#### What this task involves:
Put the items below into a two-column CSV with the headers "prompt" and "reply", one row per item. Each item's text goes in one quoted field and its answer in another, with line breaks turned into spaces and the pictures left out.

======== Listed records ========

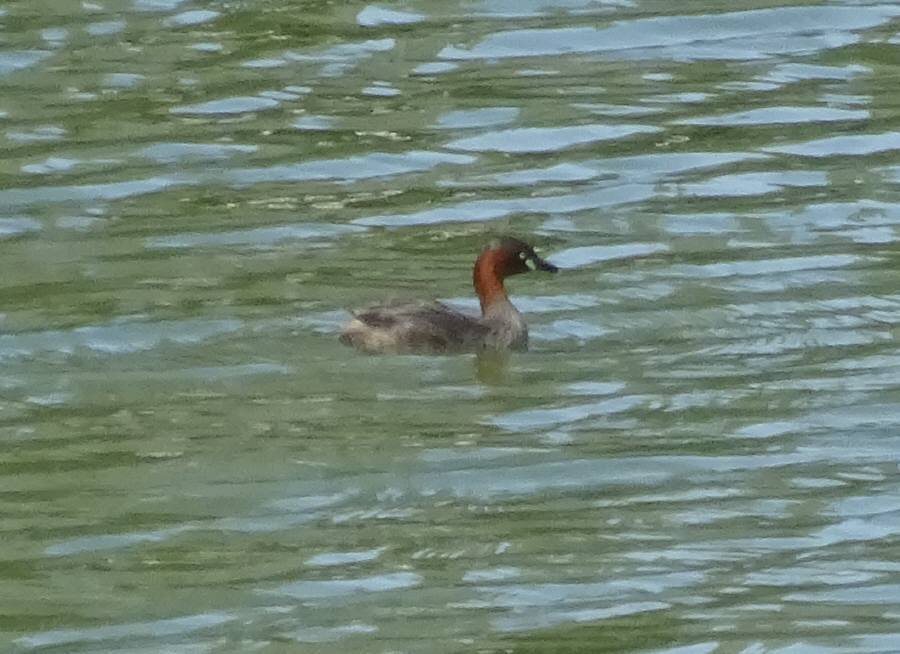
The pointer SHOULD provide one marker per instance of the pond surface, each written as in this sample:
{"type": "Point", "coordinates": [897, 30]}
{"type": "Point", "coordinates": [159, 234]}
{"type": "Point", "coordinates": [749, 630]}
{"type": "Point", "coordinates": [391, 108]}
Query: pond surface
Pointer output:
{"type": "Point", "coordinates": [700, 451]}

========

#### Reply:
prompt,reply
"The pointer SHOULD provide one marker per instance of the pond surface, each written as in this sample: {""type"": ""Point"", ""coordinates"": [897, 30]} {""type"": ""Point"", ""coordinates"": [159, 234]} {""type"": ""Point"", ""coordinates"": [749, 630]} {""type"": ""Point"", ""coordinates"": [391, 108]} Query: pond surface Pointer output:","{""type"": ""Point"", ""coordinates"": [700, 451]}"